- **Dataset records**:

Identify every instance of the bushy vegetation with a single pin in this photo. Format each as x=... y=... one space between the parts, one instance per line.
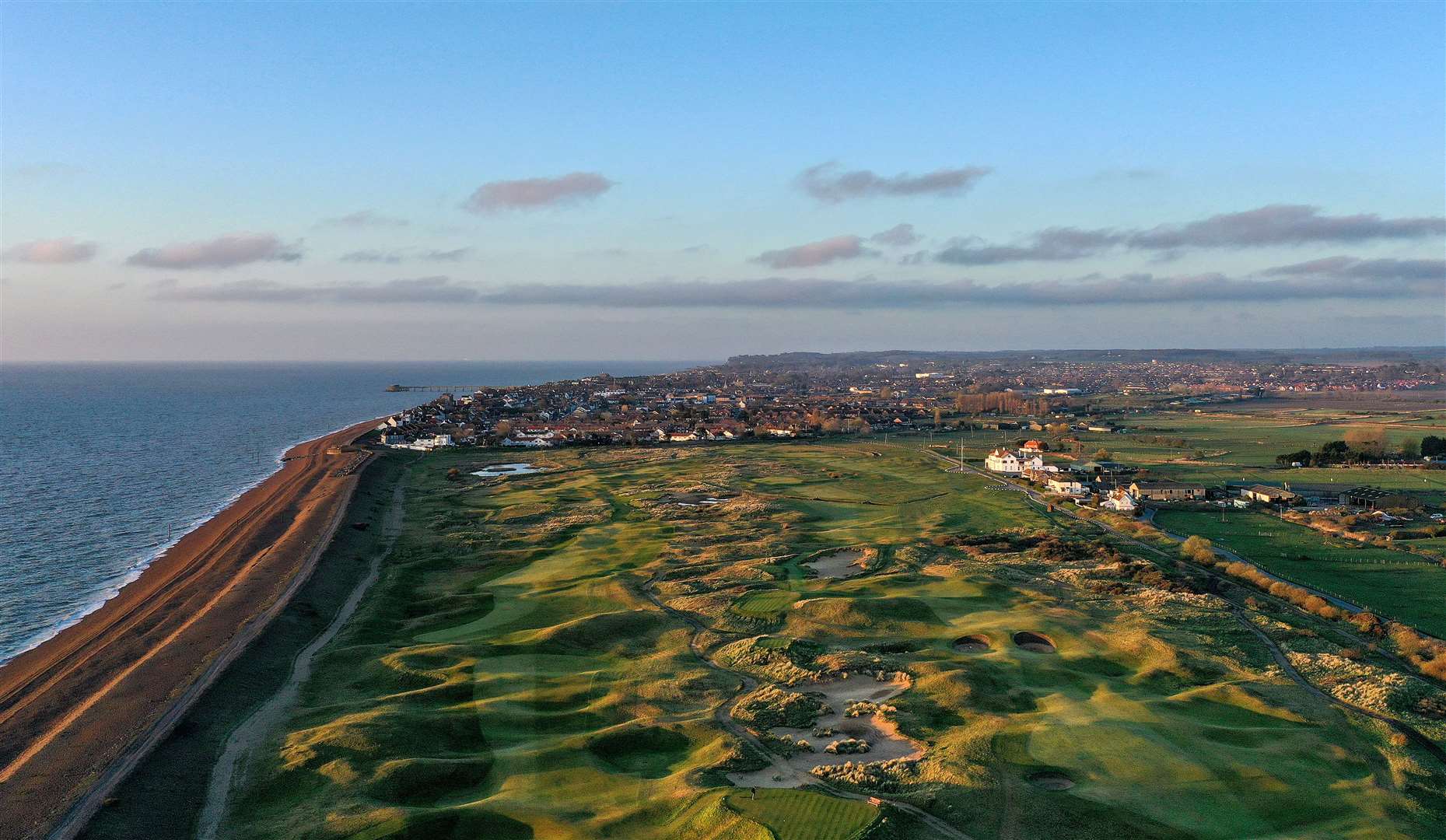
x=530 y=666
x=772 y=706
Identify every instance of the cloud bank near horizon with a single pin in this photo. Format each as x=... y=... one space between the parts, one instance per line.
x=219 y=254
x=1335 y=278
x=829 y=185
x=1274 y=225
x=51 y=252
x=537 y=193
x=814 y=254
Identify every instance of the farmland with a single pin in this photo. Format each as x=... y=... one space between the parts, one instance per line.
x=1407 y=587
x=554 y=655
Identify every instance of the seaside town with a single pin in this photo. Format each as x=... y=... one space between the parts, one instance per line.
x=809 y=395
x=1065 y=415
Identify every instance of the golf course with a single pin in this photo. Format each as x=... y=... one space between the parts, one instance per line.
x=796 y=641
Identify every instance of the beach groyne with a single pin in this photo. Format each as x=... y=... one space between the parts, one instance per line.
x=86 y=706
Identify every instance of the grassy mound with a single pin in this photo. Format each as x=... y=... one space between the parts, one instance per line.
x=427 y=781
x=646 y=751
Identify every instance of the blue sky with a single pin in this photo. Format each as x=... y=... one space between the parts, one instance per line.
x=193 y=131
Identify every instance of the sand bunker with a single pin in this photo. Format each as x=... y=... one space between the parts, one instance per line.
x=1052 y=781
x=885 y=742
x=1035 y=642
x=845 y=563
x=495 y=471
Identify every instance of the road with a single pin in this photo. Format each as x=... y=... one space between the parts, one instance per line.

- **Your goal**: Recast every line of the entries above as a numbered list, skipping blank lines and omitting the picture.

- **Response to this task**:
1. Identify every instance of the bushy vegetation with a single pin in this photo. Format each as x=... y=... one space between the parts, one instance per line.
2. x=530 y=666
3. x=772 y=706
4. Identify every instance of the cloud bank near horizon with a single pin in this photo. Format each as x=... y=... one space between the parts, one instance per line.
5. x=219 y=254
6. x=1335 y=278
7. x=829 y=185
8. x=1274 y=225
9. x=51 y=252
10. x=537 y=193
11. x=814 y=254
12. Identify every instance of the farmland with a single pin in this photo. Format each as x=... y=... one space between the parts, one instance per line.
13. x=1407 y=587
14. x=554 y=655
15. Identify every instance of the seaside town with a single pin in this photo. Format each as x=... y=... one space between the parts, one instance per line.
16. x=809 y=395
17. x=1065 y=415
18. Identify every instance of the golf course with a single pin in this photo. Format each as x=... y=... one space between the parts, one instance per line.
19. x=796 y=641
20. Identify every instance of the beach groyne with a single pin in this photo. Format each as x=... y=... one space between the parts, one instance per line.
21. x=86 y=706
22. Identify every instance of the grassy mound with a single pin in this photo. Format each as x=... y=... one space between the parts, one instance per line.
23. x=427 y=781
24. x=646 y=751
25. Identify every instance of the blue sky with a single pin in this photo. Format each as x=... y=... one space between the parts, one instance per line.
26. x=193 y=131
27. Identify every instance of the sand bunker with a single pin in this photo. Format each as x=... y=... one space between the parts, one instance per line.
28. x=1052 y=781
29. x=885 y=742
30. x=1035 y=642
31. x=845 y=563
32. x=495 y=471
33. Identify every instance of the road with a single pin in this photo. Format each as x=... y=... one space between the parts, one instance per line.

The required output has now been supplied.